══ DATA SUPPLIED ══

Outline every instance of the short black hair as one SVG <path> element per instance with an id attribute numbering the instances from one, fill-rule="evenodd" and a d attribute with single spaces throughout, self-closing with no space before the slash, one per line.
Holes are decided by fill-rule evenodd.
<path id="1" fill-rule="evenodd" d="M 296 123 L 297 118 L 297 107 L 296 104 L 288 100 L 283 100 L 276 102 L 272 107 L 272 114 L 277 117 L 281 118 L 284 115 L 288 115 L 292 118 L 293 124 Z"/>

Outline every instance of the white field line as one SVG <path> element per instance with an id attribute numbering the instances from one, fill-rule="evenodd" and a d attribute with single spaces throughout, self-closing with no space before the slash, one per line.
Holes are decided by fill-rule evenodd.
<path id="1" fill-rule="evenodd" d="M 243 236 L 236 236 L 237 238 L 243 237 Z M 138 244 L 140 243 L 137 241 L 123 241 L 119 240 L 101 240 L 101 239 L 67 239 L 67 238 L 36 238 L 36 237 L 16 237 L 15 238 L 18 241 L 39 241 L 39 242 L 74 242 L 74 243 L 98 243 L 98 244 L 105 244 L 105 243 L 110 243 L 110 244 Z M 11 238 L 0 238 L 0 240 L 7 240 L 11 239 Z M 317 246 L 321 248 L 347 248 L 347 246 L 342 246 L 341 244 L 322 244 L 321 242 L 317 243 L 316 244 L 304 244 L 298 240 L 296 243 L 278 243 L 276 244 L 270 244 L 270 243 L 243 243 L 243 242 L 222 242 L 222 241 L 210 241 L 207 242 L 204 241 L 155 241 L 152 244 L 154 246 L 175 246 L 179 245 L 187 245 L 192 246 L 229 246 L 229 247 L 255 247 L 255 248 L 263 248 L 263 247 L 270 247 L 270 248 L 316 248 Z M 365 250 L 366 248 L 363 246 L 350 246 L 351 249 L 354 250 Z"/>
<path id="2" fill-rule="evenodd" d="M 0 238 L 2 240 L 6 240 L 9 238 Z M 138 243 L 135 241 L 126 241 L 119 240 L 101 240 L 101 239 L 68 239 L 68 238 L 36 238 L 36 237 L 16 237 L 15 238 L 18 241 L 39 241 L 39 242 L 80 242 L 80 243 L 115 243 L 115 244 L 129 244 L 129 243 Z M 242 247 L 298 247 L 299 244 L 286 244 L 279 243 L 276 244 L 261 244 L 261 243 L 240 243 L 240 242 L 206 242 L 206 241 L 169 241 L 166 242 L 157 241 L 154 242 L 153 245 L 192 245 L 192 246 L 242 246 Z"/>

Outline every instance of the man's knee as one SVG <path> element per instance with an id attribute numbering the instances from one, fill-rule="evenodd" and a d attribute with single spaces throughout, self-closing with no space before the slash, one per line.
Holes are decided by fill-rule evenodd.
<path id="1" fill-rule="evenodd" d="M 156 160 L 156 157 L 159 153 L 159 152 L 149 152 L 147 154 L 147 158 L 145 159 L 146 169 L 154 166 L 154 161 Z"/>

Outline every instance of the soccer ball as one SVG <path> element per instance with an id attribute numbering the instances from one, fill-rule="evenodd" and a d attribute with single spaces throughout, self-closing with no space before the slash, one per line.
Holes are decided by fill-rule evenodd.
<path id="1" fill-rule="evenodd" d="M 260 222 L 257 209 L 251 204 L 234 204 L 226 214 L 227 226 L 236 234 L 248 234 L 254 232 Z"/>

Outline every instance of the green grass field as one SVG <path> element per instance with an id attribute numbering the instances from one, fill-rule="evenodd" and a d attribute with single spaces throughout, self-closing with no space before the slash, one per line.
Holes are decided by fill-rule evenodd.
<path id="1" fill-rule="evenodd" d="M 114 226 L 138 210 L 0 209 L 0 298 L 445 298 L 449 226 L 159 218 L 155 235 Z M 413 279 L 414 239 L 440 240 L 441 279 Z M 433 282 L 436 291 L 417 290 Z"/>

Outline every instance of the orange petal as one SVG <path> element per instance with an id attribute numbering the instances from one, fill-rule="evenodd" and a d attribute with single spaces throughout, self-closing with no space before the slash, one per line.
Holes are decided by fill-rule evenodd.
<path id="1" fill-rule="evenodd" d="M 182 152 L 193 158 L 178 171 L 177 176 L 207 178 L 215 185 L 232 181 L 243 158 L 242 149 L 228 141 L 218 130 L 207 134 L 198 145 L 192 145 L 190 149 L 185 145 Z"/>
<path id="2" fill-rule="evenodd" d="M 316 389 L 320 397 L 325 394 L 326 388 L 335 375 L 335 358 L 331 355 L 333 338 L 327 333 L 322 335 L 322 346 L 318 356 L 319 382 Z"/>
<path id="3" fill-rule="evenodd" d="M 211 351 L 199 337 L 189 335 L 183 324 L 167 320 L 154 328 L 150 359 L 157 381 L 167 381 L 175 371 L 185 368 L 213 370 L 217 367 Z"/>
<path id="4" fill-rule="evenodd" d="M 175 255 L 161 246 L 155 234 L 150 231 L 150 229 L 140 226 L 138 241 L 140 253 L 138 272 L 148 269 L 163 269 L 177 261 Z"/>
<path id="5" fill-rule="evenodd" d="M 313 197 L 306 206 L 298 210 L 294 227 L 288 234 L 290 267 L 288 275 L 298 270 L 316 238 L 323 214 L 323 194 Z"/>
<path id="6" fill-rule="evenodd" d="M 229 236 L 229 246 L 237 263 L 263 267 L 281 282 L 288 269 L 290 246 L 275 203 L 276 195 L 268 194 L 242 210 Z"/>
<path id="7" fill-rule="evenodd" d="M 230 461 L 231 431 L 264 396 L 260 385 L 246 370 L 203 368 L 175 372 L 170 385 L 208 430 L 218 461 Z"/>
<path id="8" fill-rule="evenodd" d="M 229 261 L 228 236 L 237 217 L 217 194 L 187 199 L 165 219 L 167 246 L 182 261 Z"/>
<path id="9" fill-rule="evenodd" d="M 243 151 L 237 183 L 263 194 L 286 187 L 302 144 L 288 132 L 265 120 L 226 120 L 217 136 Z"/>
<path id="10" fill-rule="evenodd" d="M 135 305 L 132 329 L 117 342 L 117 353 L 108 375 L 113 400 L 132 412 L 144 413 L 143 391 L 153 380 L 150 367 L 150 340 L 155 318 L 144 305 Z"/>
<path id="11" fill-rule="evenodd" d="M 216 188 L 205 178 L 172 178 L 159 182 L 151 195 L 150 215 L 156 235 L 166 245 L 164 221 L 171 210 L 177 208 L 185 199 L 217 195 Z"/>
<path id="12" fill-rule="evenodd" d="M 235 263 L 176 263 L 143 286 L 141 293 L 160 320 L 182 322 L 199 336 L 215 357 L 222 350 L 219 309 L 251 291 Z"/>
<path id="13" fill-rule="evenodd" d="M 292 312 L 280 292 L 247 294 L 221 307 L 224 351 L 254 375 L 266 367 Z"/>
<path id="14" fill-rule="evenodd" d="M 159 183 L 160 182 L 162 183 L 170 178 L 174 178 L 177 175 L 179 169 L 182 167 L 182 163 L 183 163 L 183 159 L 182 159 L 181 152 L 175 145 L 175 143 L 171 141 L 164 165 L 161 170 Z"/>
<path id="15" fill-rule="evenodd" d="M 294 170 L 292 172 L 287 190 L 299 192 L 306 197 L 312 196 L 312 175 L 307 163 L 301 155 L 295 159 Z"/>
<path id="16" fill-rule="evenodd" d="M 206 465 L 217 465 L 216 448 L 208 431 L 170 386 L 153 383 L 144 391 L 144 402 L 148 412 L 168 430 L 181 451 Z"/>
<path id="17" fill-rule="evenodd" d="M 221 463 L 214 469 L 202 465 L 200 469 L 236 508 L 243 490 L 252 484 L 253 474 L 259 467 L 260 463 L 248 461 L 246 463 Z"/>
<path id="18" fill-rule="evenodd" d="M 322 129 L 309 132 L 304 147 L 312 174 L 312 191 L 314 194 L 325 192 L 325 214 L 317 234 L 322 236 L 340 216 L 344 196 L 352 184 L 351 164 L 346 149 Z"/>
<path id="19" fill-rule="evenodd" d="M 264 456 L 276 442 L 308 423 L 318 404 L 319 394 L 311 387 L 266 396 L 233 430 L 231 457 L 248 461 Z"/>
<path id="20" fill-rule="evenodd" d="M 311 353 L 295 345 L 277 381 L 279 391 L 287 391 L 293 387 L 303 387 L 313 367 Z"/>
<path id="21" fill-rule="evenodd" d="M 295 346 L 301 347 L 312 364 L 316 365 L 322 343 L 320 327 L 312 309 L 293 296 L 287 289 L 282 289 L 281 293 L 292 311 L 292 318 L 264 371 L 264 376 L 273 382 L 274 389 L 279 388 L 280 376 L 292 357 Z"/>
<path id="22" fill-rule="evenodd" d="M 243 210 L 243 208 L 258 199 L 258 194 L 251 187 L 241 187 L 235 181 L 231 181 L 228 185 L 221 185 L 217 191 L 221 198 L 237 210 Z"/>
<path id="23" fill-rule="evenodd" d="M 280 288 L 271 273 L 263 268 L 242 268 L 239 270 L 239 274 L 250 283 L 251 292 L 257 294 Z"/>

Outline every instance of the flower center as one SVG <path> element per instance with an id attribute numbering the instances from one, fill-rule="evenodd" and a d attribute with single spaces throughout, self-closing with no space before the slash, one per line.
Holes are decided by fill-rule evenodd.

═══

:: EXERCISE DIRECTIONS ::
Reproduce the entries word for word, from the very first line down to and including the line that contains "296 123 L 297".

:: EXERCISE RESULT ::
Outline every instance of the short black hair as one SVG <path> element per instance with an id attribute numbering the instances from one, fill-rule="evenodd" and a d attribute with single spaces throughout, self-closing with no space before the slash, one per line.
Holes are decided by fill-rule evenodd.
<path id="1" fill-rule="evenodd" d="M 296 123 L 297 118 L 297 107 L 296 104 L 288 100 L 283 100 L 276 102 L 272 107 L 272 114 L 277 117 L 281 118 L 284 115 L 288 115 L 292 118 L 293 124 Z"/>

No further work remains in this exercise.